> [What to produce]:
Return every one of the records below word for word, leaving out the pictures.

> [Records shown]:
↓

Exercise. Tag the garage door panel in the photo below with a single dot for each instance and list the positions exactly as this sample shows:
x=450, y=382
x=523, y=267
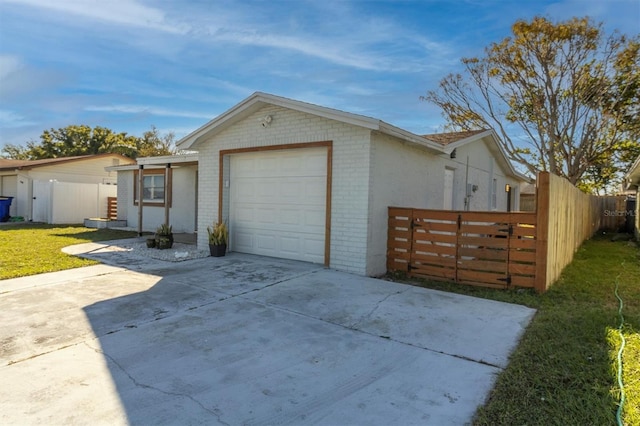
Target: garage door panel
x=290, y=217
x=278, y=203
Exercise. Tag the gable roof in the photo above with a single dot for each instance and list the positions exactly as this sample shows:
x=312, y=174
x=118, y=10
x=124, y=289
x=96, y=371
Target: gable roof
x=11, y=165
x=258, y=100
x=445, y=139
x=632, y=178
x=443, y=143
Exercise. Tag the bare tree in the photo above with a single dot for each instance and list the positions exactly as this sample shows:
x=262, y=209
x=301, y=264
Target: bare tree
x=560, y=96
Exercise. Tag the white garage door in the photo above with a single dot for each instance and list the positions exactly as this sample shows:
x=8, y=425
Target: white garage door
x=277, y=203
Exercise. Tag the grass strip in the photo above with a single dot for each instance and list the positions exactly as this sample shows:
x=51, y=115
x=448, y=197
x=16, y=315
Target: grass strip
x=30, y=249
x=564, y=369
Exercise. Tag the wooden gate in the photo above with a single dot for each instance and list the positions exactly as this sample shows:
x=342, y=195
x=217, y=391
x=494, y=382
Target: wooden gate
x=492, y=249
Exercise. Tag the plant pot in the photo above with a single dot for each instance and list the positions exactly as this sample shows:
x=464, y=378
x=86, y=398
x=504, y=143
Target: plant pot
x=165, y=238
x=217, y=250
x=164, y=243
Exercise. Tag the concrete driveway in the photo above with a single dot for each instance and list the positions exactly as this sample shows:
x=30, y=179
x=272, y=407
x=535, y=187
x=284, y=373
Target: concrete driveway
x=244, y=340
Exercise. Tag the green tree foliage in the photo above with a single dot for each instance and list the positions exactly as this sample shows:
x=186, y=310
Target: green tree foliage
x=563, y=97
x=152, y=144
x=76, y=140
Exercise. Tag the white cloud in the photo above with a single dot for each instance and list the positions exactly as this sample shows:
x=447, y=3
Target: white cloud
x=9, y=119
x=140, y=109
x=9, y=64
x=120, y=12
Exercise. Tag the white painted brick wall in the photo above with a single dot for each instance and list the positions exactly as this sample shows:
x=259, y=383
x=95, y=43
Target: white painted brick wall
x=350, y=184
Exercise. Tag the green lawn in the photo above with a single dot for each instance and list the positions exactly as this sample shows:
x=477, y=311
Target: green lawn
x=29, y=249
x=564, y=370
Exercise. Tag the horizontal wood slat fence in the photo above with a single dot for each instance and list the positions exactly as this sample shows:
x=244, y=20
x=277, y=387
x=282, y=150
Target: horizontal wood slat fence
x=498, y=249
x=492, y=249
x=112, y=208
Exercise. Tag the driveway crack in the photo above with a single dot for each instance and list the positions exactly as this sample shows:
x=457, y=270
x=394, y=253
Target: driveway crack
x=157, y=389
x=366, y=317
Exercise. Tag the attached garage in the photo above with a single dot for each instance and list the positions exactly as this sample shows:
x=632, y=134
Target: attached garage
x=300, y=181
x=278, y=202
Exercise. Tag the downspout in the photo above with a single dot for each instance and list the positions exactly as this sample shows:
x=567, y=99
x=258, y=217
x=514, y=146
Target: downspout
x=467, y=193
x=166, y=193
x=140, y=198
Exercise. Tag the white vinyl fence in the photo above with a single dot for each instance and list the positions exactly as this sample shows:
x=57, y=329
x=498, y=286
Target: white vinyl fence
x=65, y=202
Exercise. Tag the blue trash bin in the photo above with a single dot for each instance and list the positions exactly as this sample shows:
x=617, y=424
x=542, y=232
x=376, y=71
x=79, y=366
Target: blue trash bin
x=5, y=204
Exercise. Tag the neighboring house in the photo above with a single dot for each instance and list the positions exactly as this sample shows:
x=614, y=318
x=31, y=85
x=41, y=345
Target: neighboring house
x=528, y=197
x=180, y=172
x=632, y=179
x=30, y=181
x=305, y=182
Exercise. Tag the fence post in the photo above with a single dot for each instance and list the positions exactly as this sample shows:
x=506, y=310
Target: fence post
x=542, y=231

↑

> [Answer to this task]:
Exercise. Tag the garage door panel in the photo below with a single dot for each instance and list the positions exactly as this sample shows:
x=450, y=382
x=523, y=267
Target: garage door panel
x=290, y=217
x=278, y=203
Exercise. Tag the gable roof in the photo above with a single dot for each instance and list the positions exactly as this sample shows:
x=312, y=174
x=118, y=10
x=124, y=289
x=96, y=371
Target: gable roof
x=11, y=165
x=258, y=100
x=445, y=139
x=632, y=178
x=443, y=143
Exercise. Tag the bare tree in the photo above with a single dot for each instance and list the positions exactly as this sample shows:
x=262, y=209
x=301, y=264
Target: bare tree
x=560, y=96
Exercise. Tag the white garage door in the photo above with a single dot for each instance and list the positions exactly as this sample shows:
x=8, y=425
Target: white garage door
x=277, y=203
Exercise. Tag the grass strip in the photo above with a single dot for each instance and list the positions exactly as this sample shows:
x=51, y=115
x=448, y=197
x=16, y=315
Target: grass strip
x=30, y=249
x=564, y=369
Exercise. Tag the wooden gate in the photo above with a single dot for each instance and list the positions exactly as this sample shows:
x=342, y=195
x=217, y=391
x=494, y=382
Target: wooden gate
x=492, y=249
Exercise. Tag the plant pot in the photo above with a single dot for each instance and list the positions exactly as this sample shows:
x=464, y=378
x=86, y=398
x=504, y=143
Target: plant pot
x=165, y=238
x=217, y=250
x=164, y=243
Exercise. Tag the concrete driveway in the photo above with a single dot for each instance and list the positions exactly as this sample shows:
x=30, y=179
x=272, y=407
x=535, y=187
x=284, y=373
Target: concrete driveway
x=244, y=340
Exercise. Tag the green tree foliage in the photo above with a single dot for each instance and list the positions exactly as this sample shows:
x=186, y=310
Target: green tree foliage
x=563, y=97
x=152, y=144
x=76, y=140
Exercise. Tag the white cloud in the photo above with a single dot for each instance and list the positions exactly as this sample shows:
x=447, y=3
Target: white cloud
x=9, y=119
x=140, y=109
x=9, y=64
x=120, y=12
Exercise. Tag the white painted brick wall in the photo above with a single dot for each instance and list the positions exactly as this sample shows:
x=259, y=383
x=95, y=43
Target: white painted brick wall
x=350, y=184
Exercise. Tag the green lawn in the photo above with a single dot for each instance and list the positions exactly as this sample shows:
x=477, y=311
Target: green lawn
x=29, y=249
x=564, y=370
Exercise. Tag the horizontal wood slat fence in the photo above with a single dot for each instance and list the positions exactly as this sample shows:
x=244, y=20
x=277, y=387
x=282, y=150
Target: horizontal wood slat fence
x=498, y=249
x=492, y=249
x=112, y=208
Exercise. Tag the driveway crack in the photo above with a single dot for each instance and list the positions exactly as this sample shows:
x=457, y=270
x=394, y=253
Target: driveway crack
x=157, y=389
x=366, y=317
Exercise. Tag the attached garage in the photo above with a single dot for each instance and list the positions exactly as this sample shows:
x=632, y=134
Target: attached garage
x=300, y=181
x=278, y=202
Exercise. Tag the downspout in the photo above with a single dot for each instance and list the positions exactly as this sample shows:
x=567, y=99
x=258, y=217
x=514, y=146
Target: downspout
x=467, y=193
x=166, y=193
x=140, y=198
Exercise. Tag the white vinyl fence in the photo above with a single dot for each instance and list the positions exactly as this sample shows:
x=57, y=329
x=498, y=286
Target: white vinyl fence
x=65, y=202
Exercise. Tag the blue trash bin in the photo above with a single dot for each instance and list the positions exactly as this sample shows:
x=617, y=424
x=542, y=232
x=376, y=71
x=79, y=366
Target: blue trash bin
x=5, y=204
Exercise. Tag the neighboring house in the photo above with a single dot for each instance and list the positions exactly as this sample shows:
x=614, y=318
x=31, y=85
x=41, y=345
Target: neighboring house
x=528, y=197
x=180, y=172
x=632, y=179
x=30, y=181
x=305, y=182
Exercise. Tag the fence post in the photo above with a single dot for each instance and list the positions exactly as this sample shows:
x=506, y=310
Target: fence post
x=542, y=231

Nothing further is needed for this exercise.